===== Bagian Dokumen

PAMEKASAN || KLIKMADURA – Kasus hukum dugaan pemukulan siswi SMPN 2 Pademawu Pamekasan terus bergulir di Polres Pamekasan.
Tim Unit Perlindungan Perempuan dan Anak (PPA) Satreskrim Polres Pamekasan melakukan serangkaian pemeriksaan. Ibu dan korban dimintai keterangan oleh penyidik, Selasa (12/8/2025).
“Pemeriksaan biasa dari saksi-saksi, saya sampaikan semuanya. Bahwa anak saya pernah mengaku sakit usai pemukulan itu sampai dia tidak masuk sekolah dan trauma,” ungkapnya.
Awalnya, dia tidak tahu menahu perihal kejadian pemukulan yang menimpa anaknya itu. Sebab, anaknya diduga diintimidasi oleh pihak sekolah untuk tidak menceritakan kejadian tersebut.

==========

Tugas yang Dikerjakan.
1 – Menurut berita tentang kasus pemukulan siswi di atas, pada hari dan tanggal berapa ibu dan korban dimintai keterangan oleh penyidik?
2 – Tentukan apakah setiap pernyataan berikut sesuai dengan berita tentang kasus pemukulan siswi di atas. Jawab ya atau tidak dan kutip kata-kata dalam berita yang menentukan jawaban tersebut. (a) Pemeriksaan dilakukan oleh Tim Unit PPA Satreskrim Polres Pamekasan. (b) Setelah pemukulan itu, korban tetap masuk sekolah. (c) Pihak sekolah diduga mengintimidasi korban agar tidak menceritakan kejadian tersebut.

===== Bahan

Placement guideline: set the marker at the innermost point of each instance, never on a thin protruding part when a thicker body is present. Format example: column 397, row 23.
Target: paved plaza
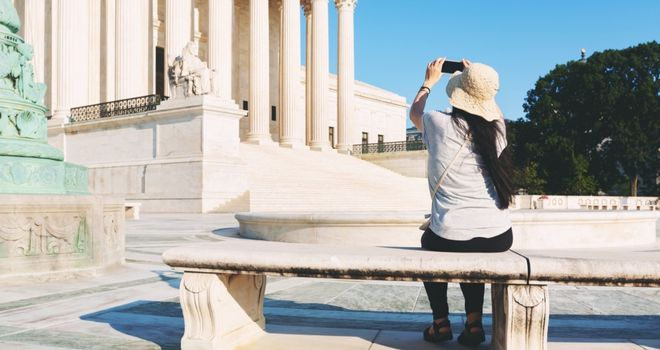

==========

Hasil Tugas.
1 – Selasa (12/8/2025).

2 –
(a) Ya: "Tim Unit Perlindungan Perempuan dan Anak (PPA) Satreskrim Polres Pamekasan melakukan serangkaian pemeriksaan."
(b) Tidak: "sampai dia tidak masuk sekolah dan trauma"
(c) Ya: "anaknya diduga diintimidasi oleh pihak sekolah untuk tidak menceritakan kejadian tersebut."